▶ _PROBLEM REQUIREMENTS_
Your task is to print every entry below exactly as given.

[Referring expression data]
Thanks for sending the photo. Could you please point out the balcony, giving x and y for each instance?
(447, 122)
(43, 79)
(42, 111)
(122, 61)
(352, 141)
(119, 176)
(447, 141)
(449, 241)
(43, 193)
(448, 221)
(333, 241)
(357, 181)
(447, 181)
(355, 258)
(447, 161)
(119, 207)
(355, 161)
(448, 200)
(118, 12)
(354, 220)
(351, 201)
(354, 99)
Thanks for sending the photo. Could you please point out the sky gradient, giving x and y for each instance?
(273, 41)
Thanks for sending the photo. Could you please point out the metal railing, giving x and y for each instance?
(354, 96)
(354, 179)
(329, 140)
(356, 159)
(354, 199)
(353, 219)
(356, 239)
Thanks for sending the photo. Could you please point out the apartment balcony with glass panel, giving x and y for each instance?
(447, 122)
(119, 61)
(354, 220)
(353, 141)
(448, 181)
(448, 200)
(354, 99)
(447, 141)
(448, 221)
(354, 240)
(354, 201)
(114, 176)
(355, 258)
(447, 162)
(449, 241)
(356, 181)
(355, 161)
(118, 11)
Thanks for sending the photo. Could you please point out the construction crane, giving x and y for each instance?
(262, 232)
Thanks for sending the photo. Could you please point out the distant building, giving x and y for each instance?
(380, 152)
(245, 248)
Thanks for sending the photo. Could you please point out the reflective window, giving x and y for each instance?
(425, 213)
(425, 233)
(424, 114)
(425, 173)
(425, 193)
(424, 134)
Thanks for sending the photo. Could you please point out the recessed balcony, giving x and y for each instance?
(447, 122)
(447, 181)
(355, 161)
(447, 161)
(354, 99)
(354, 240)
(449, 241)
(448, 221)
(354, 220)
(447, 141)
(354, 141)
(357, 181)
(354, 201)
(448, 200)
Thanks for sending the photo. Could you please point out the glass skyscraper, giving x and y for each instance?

▶ _EXERCISE OUTPUT_
Thanks for sending the photo. Could you please point out the balcony, giving x and y for each instance?
(447, 122)
(43, 79)
(42, 111)
(122, 61)
(352, 141)
(119, 176)
(447, 141)
(449, 241)
(43, 193)
(448, 221)
(333, 241)
(357, 181)
(447, 181)
(355, 258)
(447, 161)
(119, 207)
(355, 161)
(448, 200)
(118, 12)
(354, 220)
(351, 201)
(354, 99)
Thanks for sending the photo. Could you please point out the sky gradient, giving x and y for each instance?
(273, 41)
Thanks for sending the photo. Could you please point out the metal railing, giving x and y for each instance?
(354, 96)
(354, 179)
(329, 140)
(356, 159)
(354, 199)
(353, 219)
(356, 239)
Thanks for sending the photo. Could you please point out the apartment balcony with glass panel, giving x and y for each instance?
(447, 122)
(119, 61)
(354, 220)
(353, 141)
(448, 181)
(448, 200)
(354, 99)
(447, 141)
(448, 221)
(354, 240)
(354, 201)
(114, 176)
(355, 258)
(447, 162)
(449, 241)
(356, 181)
(355, 161)
(118, 11)
Thanks for sending the photo. Could you please point out the construction crane, giving x and y for each instance?
(262, 232)
Thanks for sending the photo. Could you please point out the distant building, giving x and y for each instance?
(380, 152)
(245, 248)
Thanks for sending the photo. Could you please point out the reflective window, giving x and y for each instance?
(425, 213)
(425, 233)
(424, 114)
(425, 173)
(425, 193)
(424, 134)
Thanks for sending the photo. Could you please point out the recessed balcony, giving x and y for each instance?
(447, 122)
(447, 181)
(355, 161)
(447, 161)
(354, 99)
(354, 240)
(449, 241)
(448, 221)
(354, 220)
(447, 141)
(354, 141)
(357, 181)
(354, 201)
(448, 200)
Thanks for sending the photo. Could you please point out the glass skyscraper, giving x and y for each instance?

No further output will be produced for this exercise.